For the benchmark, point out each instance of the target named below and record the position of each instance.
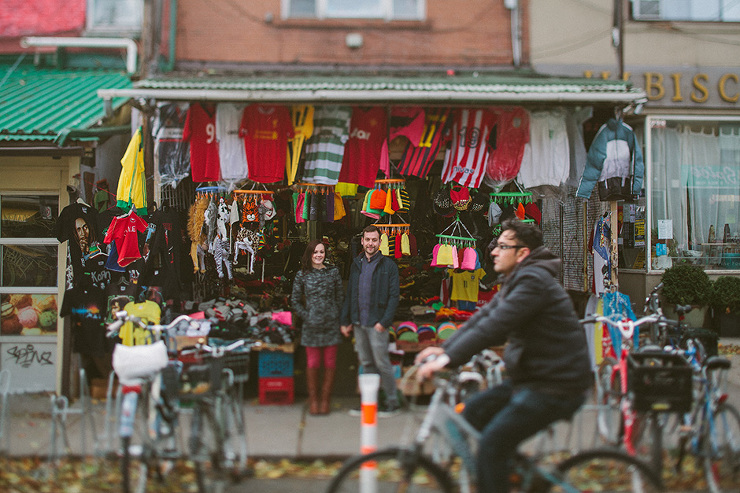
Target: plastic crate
(276, 390)
(659, 381)
(275, 364)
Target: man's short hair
(371, 229)
(526, 234)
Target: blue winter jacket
(384, 293)
(614, 162)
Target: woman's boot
(325, 406)
(312, 380)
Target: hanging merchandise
(302, 117)
(508, 138)
(614, 162)
(124, 231)
(466, 162)
(266, 130)
(325, 148)
(132, 182)
(546, 160)
(200, 131)
(232, 155)
(417, 159)
(171, 151)
(363, 148)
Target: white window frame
(694, 7)
(92, 27)
(656, 119)
(384, 12)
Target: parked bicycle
(450, 466)
(152, 384)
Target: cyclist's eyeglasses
(506, 247)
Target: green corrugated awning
(37, 105)
(423, 88)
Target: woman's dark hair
(306, 263)
(526, 234)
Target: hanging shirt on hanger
(232, 156)
(200, 131)
(325, 148)
(362, 151)
(266, 130)
(417, 160)
(465, 163)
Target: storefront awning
(44, 105)
(445, 89)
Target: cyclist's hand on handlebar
(426, 352)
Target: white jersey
(230, 144)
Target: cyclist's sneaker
(389, 410)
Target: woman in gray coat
(317, 300)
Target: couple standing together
(369, 306)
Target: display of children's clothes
(124, 231)
(466, 162)
(200, 131)
(78, 223)
(361, 159)
(266, 130)
(131, 191)
(325, 148)
(148, 312)
(614, 163)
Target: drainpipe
(516, 37)
(170, 65)
(128, 44)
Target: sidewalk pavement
(272, 431)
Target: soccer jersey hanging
(362, 150)
(465, 163)
(231, 151)
(200, 131)
(266, 130)
(325, 148)
(417, 160)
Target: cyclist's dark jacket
(547, 347)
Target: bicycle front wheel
(391, 470)
(722, 450)
(606, 471)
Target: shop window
(354, 9)
(28, 265)
(686, 10)
(695, 192)
(115, 16)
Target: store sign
(670, 86)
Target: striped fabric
(325, 148)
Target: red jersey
(367, 131)
(466, 161)
(266, 130)
(123, 230)
(200, 130)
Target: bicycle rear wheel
(392, 469)
(722, 450)
(206, 449)
(605, 470)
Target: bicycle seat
(717, 363)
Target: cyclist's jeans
(372, 351)
(506, 418)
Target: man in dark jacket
(369, 307)
(546, 354)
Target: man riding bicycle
(546, 354)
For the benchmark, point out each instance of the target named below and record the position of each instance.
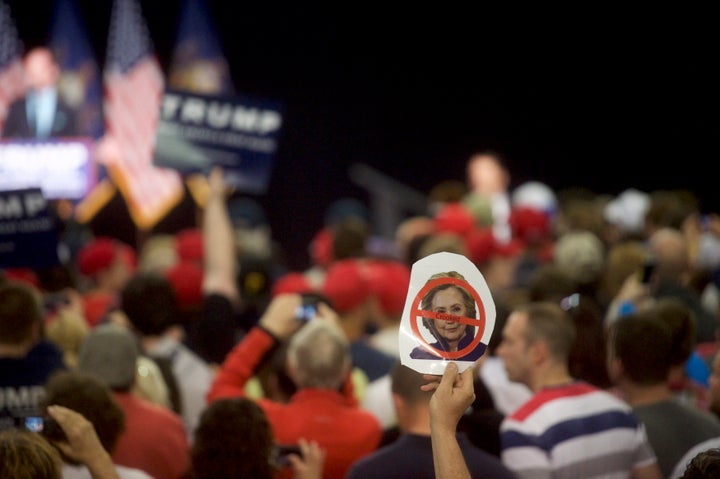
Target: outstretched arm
(453, 395)
(83, 444)
(219, 245)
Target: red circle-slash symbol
(478, 322)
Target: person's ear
(398, 404)
(615, 368)
(538, 351)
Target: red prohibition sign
(479, 321)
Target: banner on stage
(197, 132)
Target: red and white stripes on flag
(134, 86)
(12, 81)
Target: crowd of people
(201, 355)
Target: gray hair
(319, 353)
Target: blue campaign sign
(198, 131)
(28, 236)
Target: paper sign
(449, 314)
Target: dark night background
(599, 99)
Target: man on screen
(42, 113)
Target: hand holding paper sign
(449, 314)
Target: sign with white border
(449, 314)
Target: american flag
(134, 86)
(12, 83)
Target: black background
(602, 99)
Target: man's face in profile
(41, 70)
(486, 175)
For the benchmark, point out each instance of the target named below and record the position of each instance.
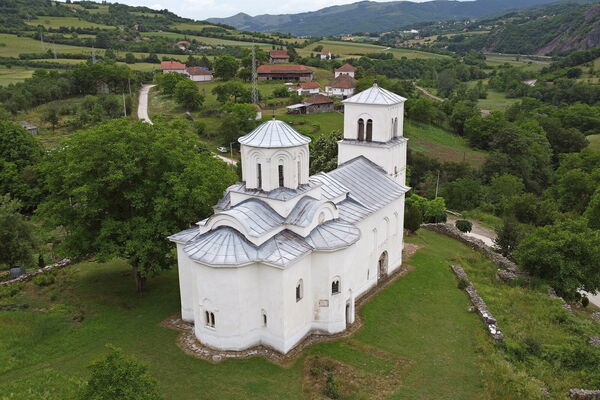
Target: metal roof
(375, 95)
(274, 134)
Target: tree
(324, 152)
(226, 67)
(565, 254)
(187, 94)
(124, 202)
(117, 376)
(17, 241)
(413, 218)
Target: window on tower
(369, 130)
(361, 129)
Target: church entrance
(382, 270)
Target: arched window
(361, 129)
(299, 290)
(335, 286)
(281, 180)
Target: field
(57, 22)
(418, 340)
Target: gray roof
(375, 95)
(274, 134)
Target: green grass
(57, 22)
(594, 142)
(440, 144)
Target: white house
(286, 254)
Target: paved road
(143, 103)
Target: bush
(44, 279)
(463, 225)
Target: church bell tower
(374, 128)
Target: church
(286, 254)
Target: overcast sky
(203, 9)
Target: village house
(342, 87)
(286, 254)
(278, 56)
(284, 72)
(306, 88)
(345, 69)
(199, 74)
(172, 66)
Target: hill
(370, 16)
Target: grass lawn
(594, 142)
(440, 144)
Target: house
(343, 86)
(199, 74)
(306, 88)
(326, 55)
(172, 66)
(278, 56)
(313, 105)
(286, 254)
(29, 127)
(284, 72)
(345, 69)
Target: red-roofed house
(345, 69)
(306, 88)
(284, 72)
(278, 56)
(172, 66)
(343, 86)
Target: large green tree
(565, 254)
(120, 188)
(17, 241)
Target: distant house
(199, 74)
(343, 86)
(313, 105)
(326, 55)
(278, 56)
(306, 88)
(285, 72)
(345, 69)
(29, 127)
(172, 66)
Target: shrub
(463, 225)
(44, 279)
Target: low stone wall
(28, 276)
(476, 244)
(479, 304)
(582, 394)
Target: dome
(274, 134)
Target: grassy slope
(437, 340)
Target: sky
(203, 9)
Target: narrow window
(335, 287)
(259, 175)
(299, 290)
(281, 182)
(361, 129)
(369, 130)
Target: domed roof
(273, 134)
(375, 95)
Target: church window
(335, 286)
(209, 318)
(299, 290)
(281, 180)
(361, 129)
(259, 175)
(369, 130)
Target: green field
(594, 142)
(57, 22)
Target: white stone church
(286, 254)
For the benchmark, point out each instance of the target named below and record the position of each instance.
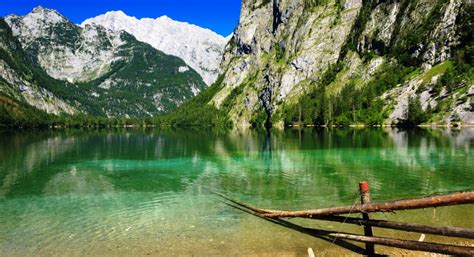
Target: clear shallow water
(147, 192)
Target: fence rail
(366, 207)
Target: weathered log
(365, 199)
(442, 231)
(420, 203)
(408, 244)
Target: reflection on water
(147, 192)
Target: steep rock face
(200, 48)
(115, 74)
(284, 50)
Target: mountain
(102, 72)
(200, 48)
(299, 62)
(24, 94)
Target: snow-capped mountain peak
(200, 48)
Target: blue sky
(219, 15)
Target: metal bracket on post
(365, 199)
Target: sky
(220, 16)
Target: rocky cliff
(348, 62)
(200, 48)
(110, 73)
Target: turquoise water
(147, 192)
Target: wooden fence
(366, 207)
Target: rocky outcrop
(109, 72)
(282, 48)
(200, 48)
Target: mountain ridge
(200, 48)
(297, 62)
(116, 74)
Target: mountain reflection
(288, 169)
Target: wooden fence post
(365, 199)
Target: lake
(149, 192)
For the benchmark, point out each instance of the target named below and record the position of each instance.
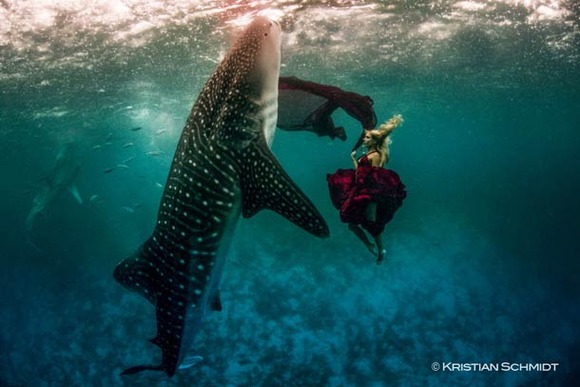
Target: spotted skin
(222, 168)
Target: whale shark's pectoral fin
(137, 369)
(266, 185)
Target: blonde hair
(382, 135)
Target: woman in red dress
(368, 195)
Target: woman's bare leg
(359, 232)
(381, 252)
(371, 212)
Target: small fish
(96, 199)
(129, 209)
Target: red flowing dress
(352, 192)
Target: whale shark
(222, 169)
(61, 178)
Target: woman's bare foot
(381, 256)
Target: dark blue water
(482, 263)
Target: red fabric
(373, 184)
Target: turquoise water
(482, 258)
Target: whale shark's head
(248, 79)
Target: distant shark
(62, 177)
(222, 167)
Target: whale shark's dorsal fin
(266, 185)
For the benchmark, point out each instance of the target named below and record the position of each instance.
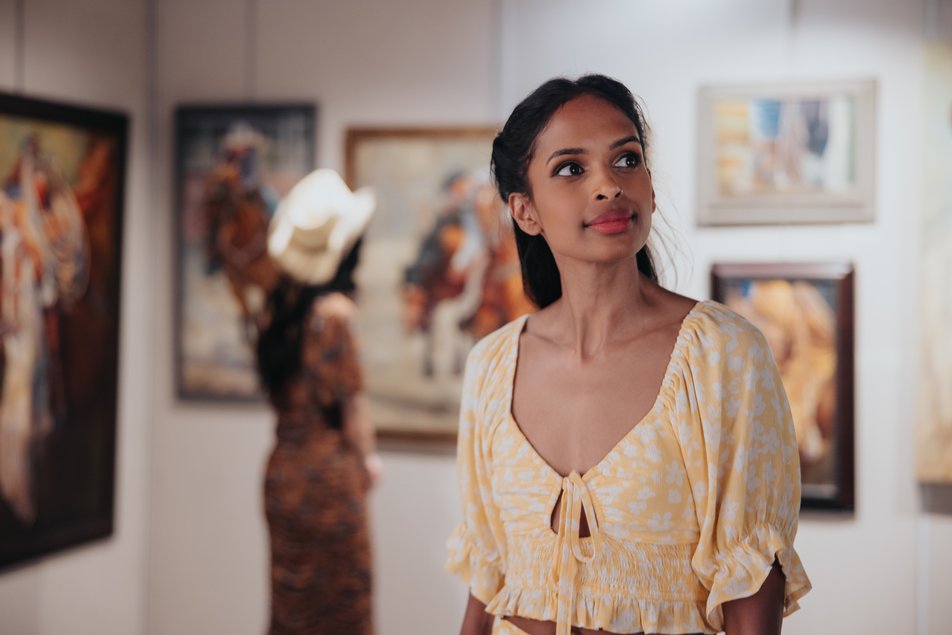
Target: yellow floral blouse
(688, 511)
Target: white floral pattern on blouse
(688, 511)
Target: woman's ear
(524, 214)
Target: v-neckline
(593, 469)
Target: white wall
(94, 53)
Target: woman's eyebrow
(616, 144)
(622, 142)
(564, 151)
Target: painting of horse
(234, 163)
(438, 271)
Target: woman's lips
(614, 222)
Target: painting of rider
(439, 270)
(233, 165)
(61, 191)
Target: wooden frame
(253, 153)
(432, 188)
(787, 153)
(62, 182)
(806, 312)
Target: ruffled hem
(742, 569)
(466, 561)
(604, 611)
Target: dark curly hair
(513, 148)
(280, 341)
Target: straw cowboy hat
(316, 225)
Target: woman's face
(591, 193)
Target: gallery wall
(473, 69)
(189, 553)
(94, 53)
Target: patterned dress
(315, 493)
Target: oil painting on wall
(438, 270)
(62, 171)
(934, 452)
(786, 153)
(806, 313)
(233, 165)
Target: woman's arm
(476, 621)
(762, 612)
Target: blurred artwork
(803, 320)
(61, 187)
(934, 433)
(787, 154)
(234, 163)
(439, 270)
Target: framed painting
(806, 313)
(233, 164)
(934, 384)
(438, 270)
(787, 153)
(62, 177)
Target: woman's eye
(628, 160)
(568, 169)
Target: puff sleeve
(475, 552)
(744, 467)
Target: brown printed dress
(315, 491)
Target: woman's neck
(600, 307)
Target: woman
(627, 462)
(323, 461)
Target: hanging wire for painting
(251, 48)
(19, 56)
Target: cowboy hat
(317, 224)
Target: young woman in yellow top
(627, 460)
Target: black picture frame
(806, 312)
(63, 170)
(214, 339)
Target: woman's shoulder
(715, 327)
(496, 347)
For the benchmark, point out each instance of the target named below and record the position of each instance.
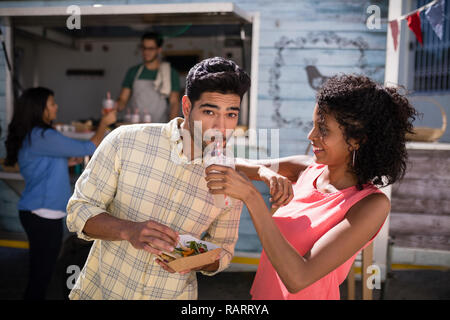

──────────────────────────────

Write out again everything in the records from the line that reads "Target: woman's eyebrow" down to the very end, including both of those ends. Leave the pictures out.

Target: woman's eyebrow
(616, 144)
(622, 142)
(564, 151)
Target: painting of horse
(234, 163)
(438, 271)
Target: woman's lips
(614, 222)
Target: painting of rider
(439, 270)
(233, 165)
(61, 191)
Target: wooden frame
(253, 153)
(432, 188)
(787, 153)
(62, 182)
(806, 312)
Target: ruffled hem
(742, 569)
(466, 561)
(604, 611)
Target: dark curly hair
(513, 148)
(280, 341)
Target: straw cowboy hat
(316, 225)
Target: woman's face
(591, 193)
Target: gallery wall
(473, 69)
(189, 553)
(94, 53)
Target: patterned dress
(315, 493)
Target: oil painting on wall
(438, 270)
(62, 171)
(934, 452)
(786, 153)
(806, 313)
(233, 165)
Target: woman's arm
(476, 621)
(762, 612)
Target: blurred artwork
(803, 320)
(61, 187)
(934, 433)
(787, 154)
(234, 163)
(439, 270)
Target: framed painting
(806, 313)
(233, 164)
(934, 384)
(438, 270)
(787, 153)
(62, 177)
Target: woman's eye
(628, 160)
(568, 169)
Target: puff sleeve
(475, 552)
(744, 467)
Target: brown printed dress
(315, 491)
Target: woman's neck
(600, 307)
Target: woman
(627, 462)
(323, 461)
Target: hanging wire for painting
(251, 48)
(19, 56)
Target: cowboy hat
(317, 224)
Target: young woman in yellow top
(627, 460)
Target: black picture frame
(806, 312)
(63, 170)
(214, 339)
Target: woman's shoulder
(715, 327)
(496, 347)
For the benchmark, point out each instance of the target named below and record the position of each instance.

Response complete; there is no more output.